Extracted entries START

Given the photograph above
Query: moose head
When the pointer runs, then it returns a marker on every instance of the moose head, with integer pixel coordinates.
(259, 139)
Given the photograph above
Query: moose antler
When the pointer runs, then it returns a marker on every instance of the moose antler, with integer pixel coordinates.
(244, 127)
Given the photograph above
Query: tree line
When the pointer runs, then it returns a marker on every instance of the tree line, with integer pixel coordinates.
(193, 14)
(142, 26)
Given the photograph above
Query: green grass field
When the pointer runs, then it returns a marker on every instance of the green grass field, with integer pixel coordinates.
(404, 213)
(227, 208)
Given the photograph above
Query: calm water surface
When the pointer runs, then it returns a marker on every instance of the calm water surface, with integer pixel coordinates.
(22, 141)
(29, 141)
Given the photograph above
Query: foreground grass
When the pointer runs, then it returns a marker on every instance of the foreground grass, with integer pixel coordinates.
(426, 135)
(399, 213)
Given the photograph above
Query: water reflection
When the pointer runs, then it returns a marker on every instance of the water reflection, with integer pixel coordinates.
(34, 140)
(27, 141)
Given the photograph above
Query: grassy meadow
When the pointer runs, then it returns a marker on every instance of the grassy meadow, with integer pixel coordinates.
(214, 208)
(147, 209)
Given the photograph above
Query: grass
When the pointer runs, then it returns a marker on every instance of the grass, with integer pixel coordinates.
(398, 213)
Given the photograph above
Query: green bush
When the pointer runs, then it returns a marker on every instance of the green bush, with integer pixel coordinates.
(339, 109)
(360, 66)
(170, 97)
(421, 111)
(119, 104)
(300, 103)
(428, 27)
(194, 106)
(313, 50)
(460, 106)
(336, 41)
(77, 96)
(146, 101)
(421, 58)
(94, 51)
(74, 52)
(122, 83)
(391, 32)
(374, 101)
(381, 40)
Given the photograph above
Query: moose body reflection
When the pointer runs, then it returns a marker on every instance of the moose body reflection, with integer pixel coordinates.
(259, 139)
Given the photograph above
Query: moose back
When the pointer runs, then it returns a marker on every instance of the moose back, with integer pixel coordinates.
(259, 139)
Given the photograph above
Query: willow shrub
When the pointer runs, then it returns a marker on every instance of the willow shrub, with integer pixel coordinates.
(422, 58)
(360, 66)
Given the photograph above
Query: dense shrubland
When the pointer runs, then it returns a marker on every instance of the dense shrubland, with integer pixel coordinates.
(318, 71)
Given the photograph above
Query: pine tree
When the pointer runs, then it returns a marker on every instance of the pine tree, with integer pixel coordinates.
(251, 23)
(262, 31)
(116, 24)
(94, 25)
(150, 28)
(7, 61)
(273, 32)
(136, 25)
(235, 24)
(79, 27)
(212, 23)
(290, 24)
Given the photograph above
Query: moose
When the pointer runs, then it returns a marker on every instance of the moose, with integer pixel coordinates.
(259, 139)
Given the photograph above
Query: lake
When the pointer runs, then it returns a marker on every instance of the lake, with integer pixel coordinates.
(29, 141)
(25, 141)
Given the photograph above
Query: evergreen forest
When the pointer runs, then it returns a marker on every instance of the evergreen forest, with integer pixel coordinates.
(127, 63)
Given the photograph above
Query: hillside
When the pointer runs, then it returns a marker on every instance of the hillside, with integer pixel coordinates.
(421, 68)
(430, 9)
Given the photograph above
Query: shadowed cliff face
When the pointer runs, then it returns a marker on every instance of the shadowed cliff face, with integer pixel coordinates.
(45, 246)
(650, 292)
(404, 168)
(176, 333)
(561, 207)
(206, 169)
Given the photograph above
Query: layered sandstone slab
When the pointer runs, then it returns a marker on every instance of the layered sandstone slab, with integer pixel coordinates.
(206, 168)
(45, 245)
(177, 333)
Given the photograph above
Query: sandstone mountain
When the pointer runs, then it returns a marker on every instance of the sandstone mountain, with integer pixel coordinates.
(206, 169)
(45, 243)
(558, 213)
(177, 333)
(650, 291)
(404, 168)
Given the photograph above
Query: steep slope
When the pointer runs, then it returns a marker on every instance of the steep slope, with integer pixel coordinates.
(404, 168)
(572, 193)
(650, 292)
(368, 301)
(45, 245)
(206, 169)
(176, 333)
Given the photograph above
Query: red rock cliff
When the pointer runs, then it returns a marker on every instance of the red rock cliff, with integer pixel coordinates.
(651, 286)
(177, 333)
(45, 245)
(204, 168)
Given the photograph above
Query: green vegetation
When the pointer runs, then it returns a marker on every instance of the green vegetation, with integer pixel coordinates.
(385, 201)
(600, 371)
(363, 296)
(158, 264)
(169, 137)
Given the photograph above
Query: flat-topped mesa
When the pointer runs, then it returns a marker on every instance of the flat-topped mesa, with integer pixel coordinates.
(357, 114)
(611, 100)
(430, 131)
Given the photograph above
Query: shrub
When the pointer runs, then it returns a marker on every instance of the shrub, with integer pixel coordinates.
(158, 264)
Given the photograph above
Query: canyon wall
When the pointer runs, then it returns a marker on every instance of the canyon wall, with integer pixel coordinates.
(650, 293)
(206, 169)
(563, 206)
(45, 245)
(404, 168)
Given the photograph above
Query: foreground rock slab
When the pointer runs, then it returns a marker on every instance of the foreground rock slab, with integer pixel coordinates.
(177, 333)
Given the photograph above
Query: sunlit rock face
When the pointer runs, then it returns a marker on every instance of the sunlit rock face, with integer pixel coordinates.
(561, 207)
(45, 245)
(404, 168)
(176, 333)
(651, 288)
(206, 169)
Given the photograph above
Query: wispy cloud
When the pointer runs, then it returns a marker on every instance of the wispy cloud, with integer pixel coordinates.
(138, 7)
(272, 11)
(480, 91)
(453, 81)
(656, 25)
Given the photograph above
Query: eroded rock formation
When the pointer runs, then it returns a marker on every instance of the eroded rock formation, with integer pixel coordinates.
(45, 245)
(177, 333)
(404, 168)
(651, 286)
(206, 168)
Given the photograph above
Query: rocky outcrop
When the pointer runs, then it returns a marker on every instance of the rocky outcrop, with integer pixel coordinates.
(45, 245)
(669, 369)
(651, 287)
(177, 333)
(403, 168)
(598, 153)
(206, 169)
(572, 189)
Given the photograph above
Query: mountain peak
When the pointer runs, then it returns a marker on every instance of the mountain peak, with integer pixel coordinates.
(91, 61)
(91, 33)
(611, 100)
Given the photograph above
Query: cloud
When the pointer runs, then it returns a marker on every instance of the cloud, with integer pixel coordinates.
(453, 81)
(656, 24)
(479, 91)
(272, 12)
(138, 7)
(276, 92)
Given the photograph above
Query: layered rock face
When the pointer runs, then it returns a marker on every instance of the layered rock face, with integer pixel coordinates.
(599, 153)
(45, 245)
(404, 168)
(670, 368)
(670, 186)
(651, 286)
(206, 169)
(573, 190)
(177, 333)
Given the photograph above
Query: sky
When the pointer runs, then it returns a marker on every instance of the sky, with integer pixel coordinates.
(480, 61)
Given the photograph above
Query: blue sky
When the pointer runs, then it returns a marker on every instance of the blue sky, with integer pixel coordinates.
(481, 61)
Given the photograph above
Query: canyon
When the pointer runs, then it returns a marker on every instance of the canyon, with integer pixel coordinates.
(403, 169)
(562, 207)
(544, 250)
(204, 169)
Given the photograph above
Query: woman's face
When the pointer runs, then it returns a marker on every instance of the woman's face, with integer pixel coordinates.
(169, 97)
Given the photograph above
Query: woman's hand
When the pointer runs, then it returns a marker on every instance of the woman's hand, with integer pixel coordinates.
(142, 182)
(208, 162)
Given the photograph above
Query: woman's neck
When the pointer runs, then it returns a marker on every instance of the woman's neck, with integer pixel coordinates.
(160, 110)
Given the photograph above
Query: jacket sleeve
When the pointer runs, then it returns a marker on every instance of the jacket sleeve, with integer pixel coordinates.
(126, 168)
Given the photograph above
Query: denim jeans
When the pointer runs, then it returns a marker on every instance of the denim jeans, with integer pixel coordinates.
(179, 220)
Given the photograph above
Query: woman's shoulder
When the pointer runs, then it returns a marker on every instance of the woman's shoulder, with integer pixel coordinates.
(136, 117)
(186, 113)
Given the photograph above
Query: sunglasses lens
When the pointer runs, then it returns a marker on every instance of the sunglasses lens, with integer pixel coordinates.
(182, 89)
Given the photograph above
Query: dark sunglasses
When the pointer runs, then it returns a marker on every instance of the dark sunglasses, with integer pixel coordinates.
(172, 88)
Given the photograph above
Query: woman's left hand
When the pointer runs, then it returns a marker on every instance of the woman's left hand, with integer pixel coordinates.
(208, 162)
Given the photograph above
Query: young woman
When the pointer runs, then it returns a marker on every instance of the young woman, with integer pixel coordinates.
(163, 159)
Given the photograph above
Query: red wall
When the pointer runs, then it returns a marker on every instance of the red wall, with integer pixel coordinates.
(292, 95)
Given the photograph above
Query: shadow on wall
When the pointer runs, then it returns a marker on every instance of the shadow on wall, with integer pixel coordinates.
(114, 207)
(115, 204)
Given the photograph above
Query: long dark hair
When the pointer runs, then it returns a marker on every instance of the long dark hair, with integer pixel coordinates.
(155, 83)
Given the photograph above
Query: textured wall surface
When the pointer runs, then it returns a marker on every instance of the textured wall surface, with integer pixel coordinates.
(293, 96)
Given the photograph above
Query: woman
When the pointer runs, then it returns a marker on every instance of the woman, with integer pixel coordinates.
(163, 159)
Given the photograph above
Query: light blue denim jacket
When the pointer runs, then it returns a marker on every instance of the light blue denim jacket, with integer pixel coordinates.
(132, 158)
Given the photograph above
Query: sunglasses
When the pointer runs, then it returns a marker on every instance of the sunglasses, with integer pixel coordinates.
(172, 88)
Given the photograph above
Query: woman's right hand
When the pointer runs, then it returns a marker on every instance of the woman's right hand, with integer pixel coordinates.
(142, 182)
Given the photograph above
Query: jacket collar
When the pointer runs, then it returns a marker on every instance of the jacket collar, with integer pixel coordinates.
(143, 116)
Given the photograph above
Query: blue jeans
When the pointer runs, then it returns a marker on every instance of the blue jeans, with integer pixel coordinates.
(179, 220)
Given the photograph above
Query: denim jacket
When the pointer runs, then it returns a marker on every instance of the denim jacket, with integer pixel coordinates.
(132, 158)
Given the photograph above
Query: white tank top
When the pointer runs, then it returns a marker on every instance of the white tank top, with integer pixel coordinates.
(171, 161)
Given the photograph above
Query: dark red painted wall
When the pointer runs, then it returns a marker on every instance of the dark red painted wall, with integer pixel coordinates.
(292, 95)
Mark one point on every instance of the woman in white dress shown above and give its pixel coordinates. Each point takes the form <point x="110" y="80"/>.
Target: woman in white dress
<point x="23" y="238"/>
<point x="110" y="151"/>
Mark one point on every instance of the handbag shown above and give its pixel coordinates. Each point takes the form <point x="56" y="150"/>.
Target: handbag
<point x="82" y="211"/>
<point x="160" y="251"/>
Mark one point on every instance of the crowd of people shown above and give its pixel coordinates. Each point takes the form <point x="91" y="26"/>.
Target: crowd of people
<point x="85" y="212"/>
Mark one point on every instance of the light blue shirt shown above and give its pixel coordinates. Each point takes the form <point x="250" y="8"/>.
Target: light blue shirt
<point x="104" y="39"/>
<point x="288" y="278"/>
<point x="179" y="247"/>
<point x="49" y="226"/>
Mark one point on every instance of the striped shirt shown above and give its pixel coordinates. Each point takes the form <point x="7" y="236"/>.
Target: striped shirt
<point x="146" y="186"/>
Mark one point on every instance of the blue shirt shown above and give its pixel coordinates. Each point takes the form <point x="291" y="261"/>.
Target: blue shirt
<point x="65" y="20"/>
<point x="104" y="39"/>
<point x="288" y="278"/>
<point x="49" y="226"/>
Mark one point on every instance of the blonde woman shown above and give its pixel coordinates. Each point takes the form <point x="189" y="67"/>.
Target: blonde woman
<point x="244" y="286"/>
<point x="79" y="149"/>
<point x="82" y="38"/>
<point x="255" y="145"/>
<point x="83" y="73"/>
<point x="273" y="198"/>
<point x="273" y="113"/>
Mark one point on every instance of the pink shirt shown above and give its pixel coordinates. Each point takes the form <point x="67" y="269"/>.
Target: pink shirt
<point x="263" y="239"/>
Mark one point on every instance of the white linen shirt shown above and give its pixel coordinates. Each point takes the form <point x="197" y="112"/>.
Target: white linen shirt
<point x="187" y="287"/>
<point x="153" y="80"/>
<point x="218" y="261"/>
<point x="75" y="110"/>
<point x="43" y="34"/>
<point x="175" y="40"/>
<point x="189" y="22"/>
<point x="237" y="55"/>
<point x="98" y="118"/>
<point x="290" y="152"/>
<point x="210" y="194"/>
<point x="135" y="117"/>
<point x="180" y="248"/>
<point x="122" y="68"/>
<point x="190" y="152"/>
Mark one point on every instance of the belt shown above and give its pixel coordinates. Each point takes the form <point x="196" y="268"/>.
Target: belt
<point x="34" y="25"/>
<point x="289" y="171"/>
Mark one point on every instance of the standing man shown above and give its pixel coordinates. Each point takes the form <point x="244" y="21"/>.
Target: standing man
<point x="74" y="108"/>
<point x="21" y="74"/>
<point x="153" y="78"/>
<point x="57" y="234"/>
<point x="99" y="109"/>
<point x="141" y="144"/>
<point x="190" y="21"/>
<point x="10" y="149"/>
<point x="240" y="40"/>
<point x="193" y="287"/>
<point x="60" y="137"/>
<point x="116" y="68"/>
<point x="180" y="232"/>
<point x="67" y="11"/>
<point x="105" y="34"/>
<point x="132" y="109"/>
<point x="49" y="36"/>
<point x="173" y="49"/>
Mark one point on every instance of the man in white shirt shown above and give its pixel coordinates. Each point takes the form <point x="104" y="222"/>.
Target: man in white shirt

Extracted entries END

> About this exercise
The expected output is the exact run of lines from the start of the entries through the line with "Query: calm water surface", inclusive.

> Answer below
Given the photograph above
Query: moose head
When the pointer runs, then it returns a marker on every instance of the moose head, with integer pixel coordinates.
(259, 139)
Given the photograph above
Query: moose antler
When the pointer runs, then it returns a marker on every instance of the moose antler, with integer pixel coordinates.
(244, 127)
Given the photograph above
Query: tree line
When the pointer runs, then it returns a marker on every instance of the tree line, with integer pixel coordinates.
(193, 14)
(142, 26)
Given the photograph above
Query: green grass field
When the pointer runs, then it returns a marker on every instance of the green grass field, with integer pixel coordinates.
(404, 213)
(227, 208)
Given the photograph above
Query: calm water surface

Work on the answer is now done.